#### MATERIAL PROVIDED ####
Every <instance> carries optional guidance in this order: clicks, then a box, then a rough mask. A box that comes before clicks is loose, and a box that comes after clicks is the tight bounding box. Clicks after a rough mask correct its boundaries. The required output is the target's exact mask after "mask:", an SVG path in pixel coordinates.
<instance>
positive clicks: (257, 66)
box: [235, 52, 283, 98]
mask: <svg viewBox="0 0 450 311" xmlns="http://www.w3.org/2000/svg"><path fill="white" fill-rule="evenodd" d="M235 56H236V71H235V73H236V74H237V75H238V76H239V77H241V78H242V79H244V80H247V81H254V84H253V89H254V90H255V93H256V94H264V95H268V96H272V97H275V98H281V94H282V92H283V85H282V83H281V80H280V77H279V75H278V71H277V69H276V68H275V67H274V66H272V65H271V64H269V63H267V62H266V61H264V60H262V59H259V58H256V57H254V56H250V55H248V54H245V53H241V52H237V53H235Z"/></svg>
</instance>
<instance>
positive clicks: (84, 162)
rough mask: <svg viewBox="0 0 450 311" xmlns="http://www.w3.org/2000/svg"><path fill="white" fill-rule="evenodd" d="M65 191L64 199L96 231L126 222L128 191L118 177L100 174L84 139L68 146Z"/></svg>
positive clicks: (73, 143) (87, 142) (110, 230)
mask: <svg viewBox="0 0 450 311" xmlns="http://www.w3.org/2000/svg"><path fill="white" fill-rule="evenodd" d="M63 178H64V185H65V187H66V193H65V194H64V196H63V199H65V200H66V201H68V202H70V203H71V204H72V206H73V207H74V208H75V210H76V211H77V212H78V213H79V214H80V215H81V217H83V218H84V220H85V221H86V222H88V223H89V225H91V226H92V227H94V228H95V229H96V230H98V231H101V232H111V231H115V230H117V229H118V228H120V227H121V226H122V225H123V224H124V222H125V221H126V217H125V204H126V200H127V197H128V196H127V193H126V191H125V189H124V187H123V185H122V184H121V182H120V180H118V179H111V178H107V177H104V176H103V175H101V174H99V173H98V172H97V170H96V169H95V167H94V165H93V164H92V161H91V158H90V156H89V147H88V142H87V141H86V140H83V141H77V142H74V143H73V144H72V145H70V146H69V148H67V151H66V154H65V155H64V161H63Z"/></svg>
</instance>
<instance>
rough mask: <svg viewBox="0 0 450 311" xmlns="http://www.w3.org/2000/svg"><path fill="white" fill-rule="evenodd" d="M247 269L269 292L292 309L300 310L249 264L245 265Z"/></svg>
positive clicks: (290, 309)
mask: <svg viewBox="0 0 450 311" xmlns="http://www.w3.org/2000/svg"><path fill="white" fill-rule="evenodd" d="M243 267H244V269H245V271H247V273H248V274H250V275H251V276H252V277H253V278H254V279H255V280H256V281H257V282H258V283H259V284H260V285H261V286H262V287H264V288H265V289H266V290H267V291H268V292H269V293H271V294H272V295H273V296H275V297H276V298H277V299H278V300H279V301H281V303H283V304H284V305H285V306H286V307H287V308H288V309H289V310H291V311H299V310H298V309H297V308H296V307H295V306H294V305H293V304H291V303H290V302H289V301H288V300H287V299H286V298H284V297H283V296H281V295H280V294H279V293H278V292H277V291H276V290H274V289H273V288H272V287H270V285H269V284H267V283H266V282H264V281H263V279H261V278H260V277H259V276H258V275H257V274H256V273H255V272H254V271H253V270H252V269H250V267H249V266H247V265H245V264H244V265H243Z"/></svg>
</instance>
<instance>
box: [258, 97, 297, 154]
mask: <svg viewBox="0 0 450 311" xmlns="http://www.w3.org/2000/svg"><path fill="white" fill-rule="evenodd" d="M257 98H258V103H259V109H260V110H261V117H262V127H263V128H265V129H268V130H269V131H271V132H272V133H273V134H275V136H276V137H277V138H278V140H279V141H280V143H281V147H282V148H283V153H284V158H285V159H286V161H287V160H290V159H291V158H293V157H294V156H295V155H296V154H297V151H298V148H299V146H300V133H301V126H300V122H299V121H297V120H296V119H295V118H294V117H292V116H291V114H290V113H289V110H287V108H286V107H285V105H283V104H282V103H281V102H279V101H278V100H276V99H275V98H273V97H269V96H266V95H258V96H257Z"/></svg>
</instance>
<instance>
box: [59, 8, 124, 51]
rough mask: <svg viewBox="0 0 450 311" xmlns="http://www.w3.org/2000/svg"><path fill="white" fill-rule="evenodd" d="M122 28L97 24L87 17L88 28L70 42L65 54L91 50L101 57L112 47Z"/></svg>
####
→ **WHAT TO PRODUCE**:
Return each line from the entries above that includes "rough".

→ **OUTPUT FOR THIS TASK**:
Every <instance> carries optional guidance in this order: clicks, then a box, then a rough mask. A box that comes before clicks is loose, and a box that comes after clicks is the tight bounding box. Clicks after a rough mask correct its boundaries. The required output is the target's exact mask after "mask:", an SVG path in pixel coordinates.
rough mask: <svg viewBox="0 0 450 311" xmlns="http://www.w3.org/2000/svg"><path fill="white" fill-rule="evenodd" d="M65 191L64 199L96 231L126 222L128 191L118 177L100 174L84 139L68 146Z"/></svg>
rough mask: <svg viewBox="0 0 450 311" xmlns="http://www.w3.org/2000/svg"><path fill="white" fill-rule="evenodd" d="M247 269L269 292L292 309L300 310L249 264L245 265Z"/></svg>
rough mask: <svg viewBox="0 0 450 311" xmlns="http://www.w3.org/2000/svg"><path fill="white" fill-rule="evenodd" d="M122 28L97 24L87 17L88 28L70 42L65 54L91 50L101 57L112 47Z"/></svg>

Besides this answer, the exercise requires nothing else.